Reproduce verbatim the complete abstract on sex-based differences in peak exercise blood pressure among competitive athletes.

### Given text:
BEGIN
Sex-Based Differences in Peak Exercise Blood Pressure Indexed to Oxygen Consumption Among Competitive Athletes.

Petek BJ; Gustus SK; Churchill TW; Guseh JS; Loomer G; VanAtta C; BaggishAL; Wasfy MM

Clinical Therapeutics. 44(1):11-22.e3, 2022 01.

PURPOSE: Although exercise testing guidelines define cutoffs for an
exaggerated exercise systolic blood pressure (SBP) response, SBPs above
these cutoffs are not uncommon in athletes given their high exercise
capacity. Alternately, guidelines also specify a normal SBP response that
accounts for metabolic equivalents (METs; mean [SD] of 10 [2] mm Hg per
MET or 3.5 mL/kg/min oxygen consumption [Vo2]). SBP and Vo2 increase less
during exercise in females than males. It is not clear if sex-based
differences in exercise SBP are related to differences in Vo2 or if
current recommendations for normal increase in SBP per MET produce
reasonable estimates using measured METs (ie, Vo2) in athletes. We
therefore examined sex-based differences in exercise SBP indexed to Vo2 in
athletes with the goal of defining normative values for exercise SBP that
account for fitness and sex.
END
[Natural language region descriptions]
BEGIN
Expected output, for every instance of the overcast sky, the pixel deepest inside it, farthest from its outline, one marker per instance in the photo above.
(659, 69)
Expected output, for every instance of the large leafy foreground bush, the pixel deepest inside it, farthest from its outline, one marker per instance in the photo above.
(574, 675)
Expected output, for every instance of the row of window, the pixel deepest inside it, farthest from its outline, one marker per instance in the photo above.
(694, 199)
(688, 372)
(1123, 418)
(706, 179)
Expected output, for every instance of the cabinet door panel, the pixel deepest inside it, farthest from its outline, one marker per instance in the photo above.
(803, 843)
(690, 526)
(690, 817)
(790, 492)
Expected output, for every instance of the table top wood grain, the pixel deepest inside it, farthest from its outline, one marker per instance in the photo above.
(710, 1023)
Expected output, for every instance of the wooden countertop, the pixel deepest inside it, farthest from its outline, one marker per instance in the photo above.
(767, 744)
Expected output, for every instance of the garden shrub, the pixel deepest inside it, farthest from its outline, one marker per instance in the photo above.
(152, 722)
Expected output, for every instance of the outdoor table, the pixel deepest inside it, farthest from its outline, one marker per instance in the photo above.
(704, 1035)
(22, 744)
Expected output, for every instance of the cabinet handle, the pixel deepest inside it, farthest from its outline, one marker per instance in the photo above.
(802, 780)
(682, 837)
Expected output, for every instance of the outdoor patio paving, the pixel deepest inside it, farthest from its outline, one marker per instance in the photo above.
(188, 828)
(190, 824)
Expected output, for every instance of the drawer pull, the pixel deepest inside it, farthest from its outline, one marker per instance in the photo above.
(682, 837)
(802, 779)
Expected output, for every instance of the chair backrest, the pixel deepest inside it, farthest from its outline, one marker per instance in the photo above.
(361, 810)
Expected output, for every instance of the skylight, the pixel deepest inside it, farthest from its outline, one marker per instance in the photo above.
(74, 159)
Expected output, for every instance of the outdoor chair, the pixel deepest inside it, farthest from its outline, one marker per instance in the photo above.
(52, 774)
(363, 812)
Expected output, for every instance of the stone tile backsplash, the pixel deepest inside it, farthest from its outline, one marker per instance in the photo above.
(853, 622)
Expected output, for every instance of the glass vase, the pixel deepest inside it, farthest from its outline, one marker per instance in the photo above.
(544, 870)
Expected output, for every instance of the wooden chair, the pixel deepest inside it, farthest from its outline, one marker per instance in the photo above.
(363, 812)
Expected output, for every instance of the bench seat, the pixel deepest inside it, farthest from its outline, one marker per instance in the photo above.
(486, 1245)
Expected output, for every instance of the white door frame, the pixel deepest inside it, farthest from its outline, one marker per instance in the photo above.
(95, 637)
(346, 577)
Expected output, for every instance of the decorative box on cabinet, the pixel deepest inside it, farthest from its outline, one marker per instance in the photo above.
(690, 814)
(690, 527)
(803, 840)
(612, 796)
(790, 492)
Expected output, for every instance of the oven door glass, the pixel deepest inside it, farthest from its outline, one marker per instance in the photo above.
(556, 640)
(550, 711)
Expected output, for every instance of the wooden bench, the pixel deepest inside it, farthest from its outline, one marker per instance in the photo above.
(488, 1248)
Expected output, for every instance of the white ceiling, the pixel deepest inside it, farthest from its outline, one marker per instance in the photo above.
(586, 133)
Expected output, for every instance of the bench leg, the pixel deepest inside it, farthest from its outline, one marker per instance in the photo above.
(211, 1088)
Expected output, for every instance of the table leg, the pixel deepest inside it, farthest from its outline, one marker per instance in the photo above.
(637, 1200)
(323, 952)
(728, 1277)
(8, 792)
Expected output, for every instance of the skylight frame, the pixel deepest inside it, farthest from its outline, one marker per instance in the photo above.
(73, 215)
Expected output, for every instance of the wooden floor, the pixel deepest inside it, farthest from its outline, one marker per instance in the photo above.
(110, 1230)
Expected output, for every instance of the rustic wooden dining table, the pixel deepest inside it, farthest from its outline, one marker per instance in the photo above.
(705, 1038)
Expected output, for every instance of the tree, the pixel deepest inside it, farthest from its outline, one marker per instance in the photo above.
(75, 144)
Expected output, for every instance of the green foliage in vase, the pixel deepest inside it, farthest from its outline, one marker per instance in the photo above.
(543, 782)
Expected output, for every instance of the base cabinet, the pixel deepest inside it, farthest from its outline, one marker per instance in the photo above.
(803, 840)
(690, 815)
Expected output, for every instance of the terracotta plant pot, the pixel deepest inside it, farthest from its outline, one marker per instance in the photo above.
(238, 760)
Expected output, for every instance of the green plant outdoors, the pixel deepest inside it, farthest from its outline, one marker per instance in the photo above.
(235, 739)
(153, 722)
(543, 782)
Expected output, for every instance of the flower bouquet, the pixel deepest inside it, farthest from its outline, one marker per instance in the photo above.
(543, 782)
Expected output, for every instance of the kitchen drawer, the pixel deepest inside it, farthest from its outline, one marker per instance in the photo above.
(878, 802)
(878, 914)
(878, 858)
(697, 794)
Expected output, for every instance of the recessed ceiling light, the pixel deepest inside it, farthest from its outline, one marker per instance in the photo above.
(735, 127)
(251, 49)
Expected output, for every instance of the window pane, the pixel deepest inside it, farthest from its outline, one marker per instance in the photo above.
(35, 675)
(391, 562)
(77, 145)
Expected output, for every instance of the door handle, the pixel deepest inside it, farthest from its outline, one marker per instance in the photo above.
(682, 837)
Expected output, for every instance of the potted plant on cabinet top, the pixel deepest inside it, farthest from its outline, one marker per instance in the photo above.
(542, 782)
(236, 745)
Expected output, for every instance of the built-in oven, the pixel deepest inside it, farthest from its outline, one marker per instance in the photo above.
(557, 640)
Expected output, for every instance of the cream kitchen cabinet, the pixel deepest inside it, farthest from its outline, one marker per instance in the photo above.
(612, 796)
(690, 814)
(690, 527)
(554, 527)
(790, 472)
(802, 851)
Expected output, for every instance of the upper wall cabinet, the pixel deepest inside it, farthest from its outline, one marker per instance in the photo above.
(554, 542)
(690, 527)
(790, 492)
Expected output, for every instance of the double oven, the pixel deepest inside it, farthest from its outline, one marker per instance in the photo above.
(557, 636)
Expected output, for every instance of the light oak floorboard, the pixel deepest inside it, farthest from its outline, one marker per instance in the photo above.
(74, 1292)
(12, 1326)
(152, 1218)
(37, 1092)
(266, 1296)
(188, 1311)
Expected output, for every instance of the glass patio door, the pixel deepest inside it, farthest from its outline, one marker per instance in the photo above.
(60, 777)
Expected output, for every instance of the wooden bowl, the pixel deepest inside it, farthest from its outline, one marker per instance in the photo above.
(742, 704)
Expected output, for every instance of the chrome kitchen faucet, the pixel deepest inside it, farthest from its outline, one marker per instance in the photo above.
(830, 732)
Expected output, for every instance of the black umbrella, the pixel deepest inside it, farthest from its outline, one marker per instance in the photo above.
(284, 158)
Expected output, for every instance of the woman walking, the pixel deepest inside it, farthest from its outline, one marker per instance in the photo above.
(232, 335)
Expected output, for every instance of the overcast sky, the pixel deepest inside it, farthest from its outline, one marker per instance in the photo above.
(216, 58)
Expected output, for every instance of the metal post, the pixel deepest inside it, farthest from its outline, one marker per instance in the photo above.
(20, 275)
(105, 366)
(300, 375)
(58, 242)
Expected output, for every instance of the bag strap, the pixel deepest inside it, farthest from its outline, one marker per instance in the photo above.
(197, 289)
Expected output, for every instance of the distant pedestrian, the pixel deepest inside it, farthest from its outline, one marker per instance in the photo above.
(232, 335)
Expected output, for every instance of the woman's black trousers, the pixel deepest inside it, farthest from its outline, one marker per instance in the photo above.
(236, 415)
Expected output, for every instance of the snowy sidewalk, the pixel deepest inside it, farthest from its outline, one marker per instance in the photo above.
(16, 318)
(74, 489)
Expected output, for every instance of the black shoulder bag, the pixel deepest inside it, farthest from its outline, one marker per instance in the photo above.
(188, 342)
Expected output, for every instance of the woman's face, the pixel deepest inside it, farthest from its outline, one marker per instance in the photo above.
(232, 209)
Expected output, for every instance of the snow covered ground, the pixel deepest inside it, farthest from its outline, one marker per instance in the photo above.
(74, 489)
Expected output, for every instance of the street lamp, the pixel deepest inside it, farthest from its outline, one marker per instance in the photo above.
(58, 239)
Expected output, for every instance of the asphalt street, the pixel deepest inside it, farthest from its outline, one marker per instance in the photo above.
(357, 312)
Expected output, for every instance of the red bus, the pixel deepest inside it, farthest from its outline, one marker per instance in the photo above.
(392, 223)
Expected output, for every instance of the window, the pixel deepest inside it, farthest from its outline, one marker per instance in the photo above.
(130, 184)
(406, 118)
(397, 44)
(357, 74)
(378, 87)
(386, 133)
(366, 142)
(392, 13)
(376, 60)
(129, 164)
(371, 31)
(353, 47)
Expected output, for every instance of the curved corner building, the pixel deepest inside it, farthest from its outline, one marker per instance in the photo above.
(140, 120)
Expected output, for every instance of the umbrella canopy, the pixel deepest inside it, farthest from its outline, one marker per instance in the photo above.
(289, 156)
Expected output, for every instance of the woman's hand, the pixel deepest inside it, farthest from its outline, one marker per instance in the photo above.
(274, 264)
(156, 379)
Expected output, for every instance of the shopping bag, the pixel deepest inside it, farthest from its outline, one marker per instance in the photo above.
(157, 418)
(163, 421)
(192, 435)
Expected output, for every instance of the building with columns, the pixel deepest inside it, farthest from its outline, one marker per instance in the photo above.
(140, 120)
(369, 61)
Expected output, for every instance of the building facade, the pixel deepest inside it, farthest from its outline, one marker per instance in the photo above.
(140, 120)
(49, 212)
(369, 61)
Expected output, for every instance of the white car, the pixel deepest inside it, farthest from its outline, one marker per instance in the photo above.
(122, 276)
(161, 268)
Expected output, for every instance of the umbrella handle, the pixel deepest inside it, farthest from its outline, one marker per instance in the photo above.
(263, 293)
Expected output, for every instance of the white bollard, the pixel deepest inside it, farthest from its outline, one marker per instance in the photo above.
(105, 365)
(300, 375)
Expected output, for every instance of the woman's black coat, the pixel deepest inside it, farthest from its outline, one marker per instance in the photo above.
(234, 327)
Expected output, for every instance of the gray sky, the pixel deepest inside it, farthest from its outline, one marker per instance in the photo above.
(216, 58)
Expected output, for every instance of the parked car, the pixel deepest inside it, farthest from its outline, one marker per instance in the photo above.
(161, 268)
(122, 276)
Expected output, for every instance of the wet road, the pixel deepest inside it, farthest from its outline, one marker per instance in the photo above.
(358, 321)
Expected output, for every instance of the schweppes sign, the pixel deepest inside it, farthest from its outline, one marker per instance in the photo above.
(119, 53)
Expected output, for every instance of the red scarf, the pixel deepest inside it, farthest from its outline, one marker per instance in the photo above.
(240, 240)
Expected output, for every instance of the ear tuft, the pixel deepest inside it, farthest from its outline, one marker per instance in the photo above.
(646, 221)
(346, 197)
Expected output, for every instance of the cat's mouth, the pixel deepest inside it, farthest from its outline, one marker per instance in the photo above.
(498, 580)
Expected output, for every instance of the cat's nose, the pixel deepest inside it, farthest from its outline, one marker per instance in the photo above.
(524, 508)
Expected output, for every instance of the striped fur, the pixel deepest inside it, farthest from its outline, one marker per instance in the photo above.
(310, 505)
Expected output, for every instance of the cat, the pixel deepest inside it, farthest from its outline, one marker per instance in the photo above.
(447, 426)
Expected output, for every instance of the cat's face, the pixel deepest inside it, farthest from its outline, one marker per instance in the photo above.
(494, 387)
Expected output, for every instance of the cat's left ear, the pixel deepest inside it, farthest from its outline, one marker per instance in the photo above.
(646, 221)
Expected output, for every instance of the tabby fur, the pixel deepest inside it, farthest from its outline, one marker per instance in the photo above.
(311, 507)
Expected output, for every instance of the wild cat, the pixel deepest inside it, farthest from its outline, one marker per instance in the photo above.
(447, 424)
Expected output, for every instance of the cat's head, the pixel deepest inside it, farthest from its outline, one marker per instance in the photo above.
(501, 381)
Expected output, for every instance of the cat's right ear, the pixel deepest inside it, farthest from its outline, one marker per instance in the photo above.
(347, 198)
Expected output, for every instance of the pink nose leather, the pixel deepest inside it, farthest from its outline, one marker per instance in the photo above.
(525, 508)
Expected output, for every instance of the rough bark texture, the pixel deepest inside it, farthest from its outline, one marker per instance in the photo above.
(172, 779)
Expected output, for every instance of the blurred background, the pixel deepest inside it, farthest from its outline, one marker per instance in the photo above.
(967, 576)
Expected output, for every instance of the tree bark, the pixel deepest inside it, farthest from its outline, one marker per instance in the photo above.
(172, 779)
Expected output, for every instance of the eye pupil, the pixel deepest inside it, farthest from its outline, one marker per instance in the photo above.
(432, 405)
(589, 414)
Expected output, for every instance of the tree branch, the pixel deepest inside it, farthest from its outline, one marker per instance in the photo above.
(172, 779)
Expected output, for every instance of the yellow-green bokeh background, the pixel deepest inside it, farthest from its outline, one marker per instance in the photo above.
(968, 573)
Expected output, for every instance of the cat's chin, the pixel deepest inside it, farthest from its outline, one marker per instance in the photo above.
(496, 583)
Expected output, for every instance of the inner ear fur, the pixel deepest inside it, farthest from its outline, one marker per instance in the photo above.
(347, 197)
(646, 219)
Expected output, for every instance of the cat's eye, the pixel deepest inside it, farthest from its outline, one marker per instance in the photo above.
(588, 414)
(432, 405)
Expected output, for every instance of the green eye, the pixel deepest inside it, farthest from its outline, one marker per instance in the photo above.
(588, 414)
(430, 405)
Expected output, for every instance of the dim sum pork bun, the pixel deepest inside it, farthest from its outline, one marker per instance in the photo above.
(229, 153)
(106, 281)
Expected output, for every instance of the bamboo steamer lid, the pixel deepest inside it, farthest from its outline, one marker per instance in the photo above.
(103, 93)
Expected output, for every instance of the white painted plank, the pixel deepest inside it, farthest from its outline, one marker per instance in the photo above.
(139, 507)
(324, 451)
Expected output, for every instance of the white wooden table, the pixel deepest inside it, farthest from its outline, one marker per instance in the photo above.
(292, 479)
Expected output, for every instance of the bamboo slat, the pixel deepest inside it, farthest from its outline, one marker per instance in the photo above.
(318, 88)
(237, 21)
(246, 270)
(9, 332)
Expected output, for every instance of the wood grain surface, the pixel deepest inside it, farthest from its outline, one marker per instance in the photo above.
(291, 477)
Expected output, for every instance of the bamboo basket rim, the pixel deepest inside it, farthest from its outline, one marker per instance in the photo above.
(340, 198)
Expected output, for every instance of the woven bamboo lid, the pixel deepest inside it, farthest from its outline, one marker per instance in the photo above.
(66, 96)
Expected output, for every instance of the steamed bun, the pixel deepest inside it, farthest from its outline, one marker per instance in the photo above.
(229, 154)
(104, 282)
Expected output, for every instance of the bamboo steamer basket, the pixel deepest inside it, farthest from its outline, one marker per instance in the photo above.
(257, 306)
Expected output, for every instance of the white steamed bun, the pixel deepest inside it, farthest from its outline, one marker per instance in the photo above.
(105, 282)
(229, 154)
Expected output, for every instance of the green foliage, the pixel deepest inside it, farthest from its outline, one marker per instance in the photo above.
END
### Exercise output:
Sex-Based Differences in Peak Exercise Blood Pressure Indexed to Oxygen Consumption Among Competitive Athletes.

Petek BJ; Gustus SK; Churchill TW; Guseh JS; Loomer G; VanAtta C; BaggishAL; Wasfy MM

Clinical Therapeutics. 44(1):11-22.e3, 2022 01.

PURPOSE: Although exercise testing guidelines define cutoffs for an
exaggerated exercise systolic blood pressure (SBP) response, SBPs above
these cutoffs are not uncommon in athletes given their high exercise
capacity. Alternately, guidelines also specify a normal SBP response that
accounts for metabolic equivalents (METs; mean [SD] of 10 [2] mm Hg per
MET or 3.5 mL/kg/min oxygen consumption [Vo2]). SBP and Vo2 increase less
during exercise in females than males. It is not clear if sex-based
differences in exercise SBP are related to differences in Vo2 or if
current recommendations for normal increase in SBP per MET produce
reasonable estimates using measured METs (ie, Vo2) in athletes. We
therefore examined sex-based differences in exercise SBP indexed to Vo2 in
athletes with the goal of defining normative values for exercise SBP that
account for fitness and sex.